#### Problema escrito 1:
Cite, do texto sobre o método científico, o trecho que vai de "TEMA: VALIDADE E" até "e leis científicas.".
#### Problema escrito 2:
Prossiga o texto sobre o método científico a partir do ponto em que ele termina.

#### Passagem citada:
╔══

TEMA: VALIDADE E VERIFICABILIDADE DAS HIPÓTESES
Para conhecermos cientificamente a natureza e as leis a que obedece o seu funcionamento não podemos interrogá-la de qualquer maneira. Temos de fazê-lo de acordo com certas regras, com procedimentos regulares claramente definidos e passíveis de repetição. É a estas regras que vulgarmente damos o nome de método. Um método é um instrumento, um guia ou o caminho que se segue para alcançar um objectivo.
O método científico é, pois, o caminho que o cientista percorre para descobrir, investigar e alcançar os seus objectivos. Abrange os procedimentos ordenados e sistematizados que as diversas ciências seguem para descobrir verdades e leis científicas.
Não há um método único que possa ser mecanicamente aplicado às diferentes áreas de investigação. Cada ciência, ao determinar o seu campo de investigação, define uma perspectiva própria e um conjunto de objectivos e de procedimentos (métodos e técnicas) que lhe permitirão construir uma visão específica da realidade.
Qual é a importância método?
È responsável pela eficácia da investigação.
ü Dá credibilidade aos resultados da investigação.
ü É um dos critérios que permite distinguir os conhecimentos verdadeiramente científicos dos que o não são.
Quando surgiu o método científico?
O método científico surgiu quando da criação da ciência moderna, no séc. XVII, graças às contribuições de personalidades como Bacon, Galileu, Newton e Descartes. Com estes autores começou a desenhar-se a combinação de dois objectivos que vão marcar a Ciência até hoje, a saber:
· O conhecimento da natureza, isto é, conhecer e descrever os seus mecanismos de funcionamento (dimensão teórica da ciência),
· O controlo desses mecanismos de funcionamento e dos recursos naturais (dimensão prática ou técnica).
A partir de então, o objectivo geral adoptado passou a ser o de compreender como tudo funciona (à imagem do mecanismo harmonioso de um relógio) para se poder prever e actuar.
A exigência de rigor aparece aliada a um ideal de matematização, ligando a observação e a experimentação à demonstração lógico-matemática; por isso, faz parte deste conceito moderno de ciência a exigência metodológica. O método aparece como um conjunto de procedimentos a ter em conta, sem os quais os resultados da investigação não terão credibilidade. Ciência e método científico são duas realidades interdependentes e a própria evolução da ciência e o alargamento dos seus objectos de investigação exigem a reformulação e o ajustamento desses procedimentos às exigências da natureza do assunto a investigar.
Assim sendo, podemos dizer que há um método científico único? Sim e não. Sim, se entendermos por método científico o conjunto de procedimentos ordenados e sistematizados a ser adoptado pelo cientista na sua investigação. Não, se considerarmos concretamente os procedimentos a adoptar em cada ciência em particular. Parece óbvio que os procedimentos usados na investigação psicológica serão diferentes dos da investigação nos domínios da química, por exemplo.

╚══

#### Dados de origem:
╔══

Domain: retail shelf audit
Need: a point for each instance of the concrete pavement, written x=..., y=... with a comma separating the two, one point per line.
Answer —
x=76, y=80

╚══

#### Resposta escrita 1:
TEMA: VALIDADE E VERIFICABILIDADE DAS HIPÓTESES
Para conhecermos cientificamente a natureza e as leis a que obedece o seu funcionamento não podemos interrogá-la de qualquer maneira. Temos de fazê-lo de acordo com certas regras, com procedimentos regulares claramente definidos e passíveis de repetição. É a estas regras que vulgarmente damos o nome de método. Um método é um instrumento, um guia ou o caminho que se segue para alcançar um objectivo.
O método científico é, pois, o caminho que o cientista percorre para descobrir, investigar e alcançar os seus objectivos. Abrange os procedimentos ordenados e sistematizados que as diversas ciências seguem para descobrir verdades e leis científicas.

#### Resposta escrita 2:
Vejamos, a partir de um texto, alguns passos da constituição do método científico:
“Para Bacon, o método científico é um conjunto de regras para observar fenómenos e inferir conclusões a partir de tais observações. O método de Bacon é, pois, indutivo.
As regras de Bacon eram simples, a tal ponto que qualquer pessoa (...) poderia apreendê-las e aplicá-las.
Eram também infalíveis: bastava aplicá-las para fazer a ciência avançar.
Naturalmente, nem Bacon nem qualquer outro lograram jamais contribuir para a ciência usando os cânones indutivos – nem os de Bacon, nem os de Mill, nem os de qualquer outro. Porém, a ideia de que existe tal método e de que a sua aplicação não requer talento, e tão-pouco uma extensa preparação prévia, é tão atractiva que ainda existem os que acreditam na sua eficácia. (...)
Descartes, que, ao contrário de Bacon, era um matemático e cientista de primeira linha, não acreditava na indução, mas na análise e na dedução. Enquanto Bacon exagerava a importância da experiência comum e ignorava a experimentação e a existência de teorias, particularmente teorias matemáticas, Descartes menosprezava a experiência. Com efeito, deveria partir-se de princípios supremos, de natureza metafísica e mesmo teológica, para deles obter verdades matemáticas e verdades acerca da natureza do homem. (...)
A ciência natural moderna nasce à margem dessas fantasias filosóficas. Galileu não se conforma com a observação pura (teoricamente neutra) e tão-pouco com a conjectura arbitrária. Galileu propõe hipóteses e submete-as à prova experimental. Funda assim a dinâmica moderna, primeira fase da ciência moderna.”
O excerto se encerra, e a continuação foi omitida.